**Given problem 1**.
From the bill summary, set down word for word the passage starting with "Senate Bill 881" and going on through "Senate Bill 353.".

**Extract to read**.
━━━━━━━━━━━━━━━━━━━━━━━━━━━━━━

Senate Bill 881 (S-1) would amend Public Act 3 of 1939 in line with changes
proposed by Senate Bill 880 (S-1).
Senate Bills 880 and 881 are tie-barred to each other and to Senate Bill 353.
Senate Bill 353 (S-2)
The MEAP
The Act requires the DHHS to provide energy assistance through payment or partial payment
of bills for electricity, natural gas, propane, heating, oil, or other heating fuels for eligible low-
income households through MEAP. Currently, "eligible low-income household" means a
household with a household income of not more than 150% of the Federal poverty guidelines.
The bill would sunset this definition on September 30, 2025.
After October 1, 2025, "eligible low-income household would mean a household with a
household income of not more than 60% of the State median income and whose electric utility
did not opt-out of collecting low-income energy assistance funding factor.1 "State median
income" would mean the State median income promulgated by the Secretary of the United
States Department of Health and Human Services in accordance with procedures established
under Section 2002 of the Social Security Act 2 and adjusted, in accordance with regulations
prescribed by the Secretary, to take into account the number of individuals in the household.
Generally, the Act requires energy assistance to include services that will enable participants
to become or move towards self-sufficiency. This includes assisting participants in using
energy services to optimize energy efficiency. The bill would delete this example. Instead, it
would specify that, among other things, energy assistance could include referral to
weatherization or energy waste reduction programs and services. Additionally, the bill would
require the DHHS to notify participants that they were eligible for other services under the
program, including energy waste reduction products and services offered by an energy
provider or a home weatherization assistance program.

━━━━━━━━━━━━━━━━━━━━━━━━━━━━━━

**Data provided**.
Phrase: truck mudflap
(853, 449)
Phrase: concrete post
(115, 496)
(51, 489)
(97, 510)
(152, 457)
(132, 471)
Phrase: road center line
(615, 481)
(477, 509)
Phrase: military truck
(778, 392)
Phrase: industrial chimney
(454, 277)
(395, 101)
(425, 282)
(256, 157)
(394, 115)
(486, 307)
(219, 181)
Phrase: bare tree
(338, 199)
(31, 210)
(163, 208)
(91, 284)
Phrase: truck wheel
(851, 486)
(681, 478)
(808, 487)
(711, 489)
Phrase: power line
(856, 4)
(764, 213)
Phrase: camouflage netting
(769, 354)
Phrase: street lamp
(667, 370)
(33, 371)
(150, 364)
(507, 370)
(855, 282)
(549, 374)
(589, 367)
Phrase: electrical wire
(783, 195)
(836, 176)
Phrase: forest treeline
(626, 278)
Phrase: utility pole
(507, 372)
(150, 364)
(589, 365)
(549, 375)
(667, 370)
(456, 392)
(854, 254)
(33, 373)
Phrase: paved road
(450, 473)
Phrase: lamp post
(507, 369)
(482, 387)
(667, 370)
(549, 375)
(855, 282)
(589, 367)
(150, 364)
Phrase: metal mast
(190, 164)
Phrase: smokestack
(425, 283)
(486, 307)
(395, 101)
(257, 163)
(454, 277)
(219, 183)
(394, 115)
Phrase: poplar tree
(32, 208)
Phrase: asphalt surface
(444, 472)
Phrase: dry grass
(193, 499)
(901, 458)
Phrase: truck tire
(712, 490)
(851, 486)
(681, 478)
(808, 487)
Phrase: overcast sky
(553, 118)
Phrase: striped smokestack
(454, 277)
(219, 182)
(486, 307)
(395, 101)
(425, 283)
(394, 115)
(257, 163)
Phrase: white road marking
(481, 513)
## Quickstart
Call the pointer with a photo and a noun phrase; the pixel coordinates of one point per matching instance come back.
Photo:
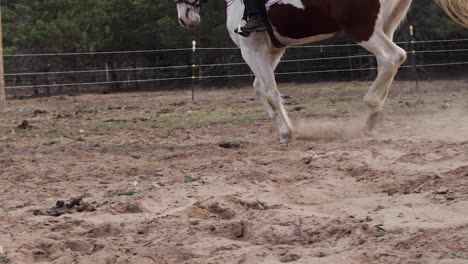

━━━━━━━━━━━━━━━━━━━━━━━━━━━━━━

**Given problem 2**.
Work out how many lines of the records contain the string "smokestack", and reply with that number alone.

**Result 1**.
Senate Bill 881 (S-1) would amend Public Act 3 of 1939 in line with changes
proposed by Senate Bill 880 (S-1).
Senate Bills 880 and 881 are tie-barred to each other and to Senate Bill 353.

**Result 2**.
2